**PROBLEM TO WORK ON**
Copy the material below line for line, leaving out the pictures.

[SUPPLIED RECORDS start]

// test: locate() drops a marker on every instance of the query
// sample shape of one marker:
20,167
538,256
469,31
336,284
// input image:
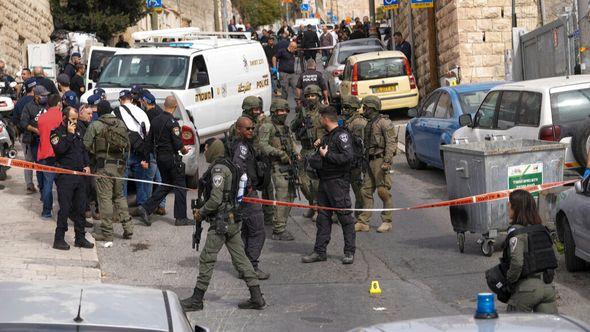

[SUPPLIED RECORDS end]

**COMPLETE RESPONSE**
// test: locate() drops a marker on every instance of the query
// sample shape of one marker:
20,167
538,256
469,31
336,284
// input image:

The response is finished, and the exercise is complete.